Aim of the exercise:
Reproduce the whole post about the 13-year-old dog word for word, without changing anything.

Document passage:
───

I have a 13 year old GSD who still likes her pets & food, but has mostly lost interest in toys/walks. She has lost most control in her rear legs but is still continent. We have to use a sling now to take her out to potty, and she will comply with anything but doesn't respond with the same enthusiasm to her name, or to "want to go potty?". 

The vet says DM, and she does not show she's in any pain. She's on Rimadyl for any little bit of arthritis pain, and that seems to be working OK. Last vet visit, though, my vet said he had recently learned about Tramadol for large dogs who were having mobility issues and seemed to be "resigned" and losing interest in things. He says it helps them be a little less apathetic. Tramadol has very few if any side effects, so we said let's try it.

───

Entries supplied:

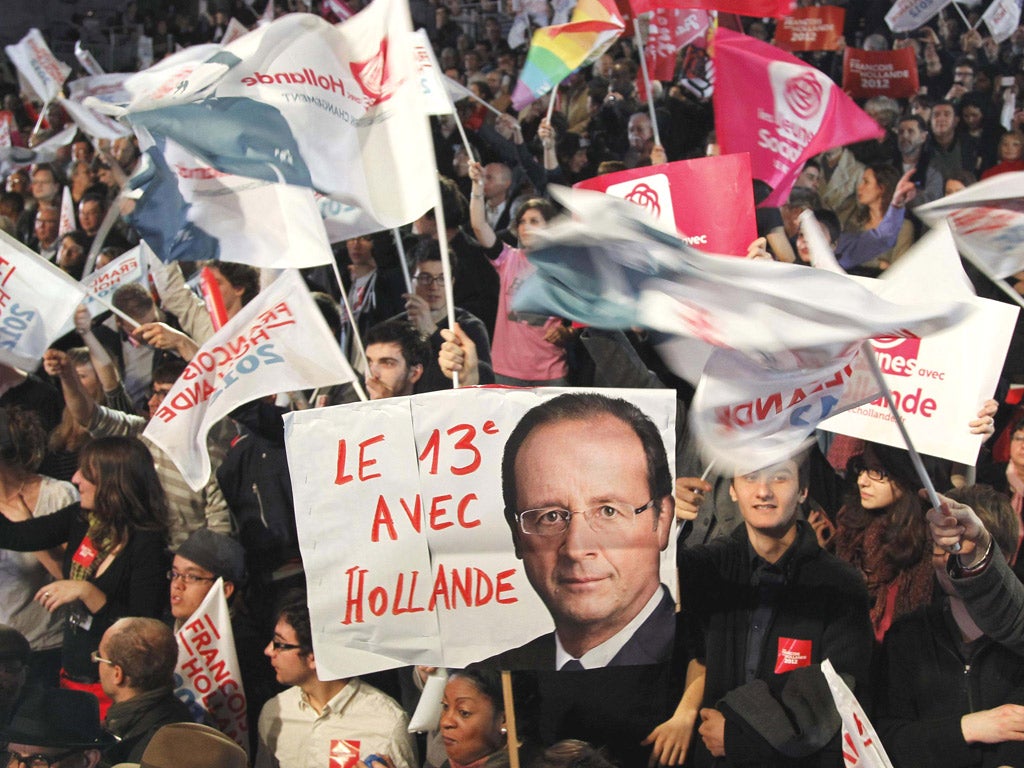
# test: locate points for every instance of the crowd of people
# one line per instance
(105, 550)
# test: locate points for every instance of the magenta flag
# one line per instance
(779, 110)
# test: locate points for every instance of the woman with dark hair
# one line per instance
(472, 723)
(877, 232)
(115, 563)
(25, 495)
(526, 349)
(882, 531)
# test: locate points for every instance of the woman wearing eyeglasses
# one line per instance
(114, 564)
(882, 531)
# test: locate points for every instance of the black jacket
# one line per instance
(785, 716)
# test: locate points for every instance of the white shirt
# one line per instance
(600, 655)
(359, 721)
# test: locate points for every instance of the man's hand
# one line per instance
(956, 523)
(821, 525)
(162, 336)
(1004, 723)
(558, 335)
(419, 313)
(985, 423)
(689, 495)
(713, 731)
(458, 354)
(905, 189)
(758, 250)
(671, 740)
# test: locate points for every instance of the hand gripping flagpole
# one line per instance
(919, 466)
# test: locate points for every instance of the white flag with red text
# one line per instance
(208, 678)
(36, 62)
(906, 15)
(861, 745)
(37, 303)
(336, 108)
(987, 221)
(279, 342)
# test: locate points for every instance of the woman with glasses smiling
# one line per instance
(882, 531)
(114, 565)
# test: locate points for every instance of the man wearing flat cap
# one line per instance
(55, 728)
(200, 561)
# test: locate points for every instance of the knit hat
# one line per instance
(219, 554)
(189, 745)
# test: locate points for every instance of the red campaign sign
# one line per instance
(793, 654)
(677, 194)
(811, 28)
(344, 753)
(880, 73)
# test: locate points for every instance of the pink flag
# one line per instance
(777, 8)
(779, 110)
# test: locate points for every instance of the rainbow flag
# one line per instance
(556, 51)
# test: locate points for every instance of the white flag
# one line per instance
(128, 267)
(37, 303)
(279, 342)
(190, 211)
(861, 745)
(987, 221)
(1001, 18)
(34, 59)
(300, 100)
(906, 15)
(208, 677)
(88, 61)
(435, 95)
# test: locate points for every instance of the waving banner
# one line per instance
(208, 677)
(190, 211)
(128, 267)
(676, 195)
(880, 73)
(36, 62)
(306, 102)
(907, 15)
(279, 342)
(987, 221)
(407, 549)
(811, 28)
(779, 110)
(37, 303)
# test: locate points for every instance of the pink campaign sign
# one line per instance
(709, 201)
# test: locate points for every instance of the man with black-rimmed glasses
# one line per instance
(588, 499)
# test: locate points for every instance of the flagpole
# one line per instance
(646, 81)
(961, 11)
(509, 701)
(39, 121)
(997, 282)
(401, 259)
(355, 331)
(919, 466)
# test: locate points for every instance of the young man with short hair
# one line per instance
(316, 722)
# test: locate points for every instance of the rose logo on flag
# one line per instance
(374, 76)
(645, 197)
(803, 94)
(344, 753)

───

Result of this task:
I have a 13 year old GSD who still likes her pets & food, but has mostly lost interest in toys/walks. She has lost most control in her rear legs but is still continent. We have to use a sling now to take her out to potty, and she will comply with anything but doesn't respond with the same enthusiasm to her name, or to "want to go potty?". 

The vet says DM, and she does not show she's in any pain. She's on Rimadyl for any little bit of arthritis pain, and that seems to be working OK. Last vet visit, though, my vet said he had recently learned about Tramadol for large dogs who were having mobility issues and seemed to be "resigned" and losing interest in things. He says it helps them be a little less apathetic. Tramadol has very few if any side effects, so we said let's try it.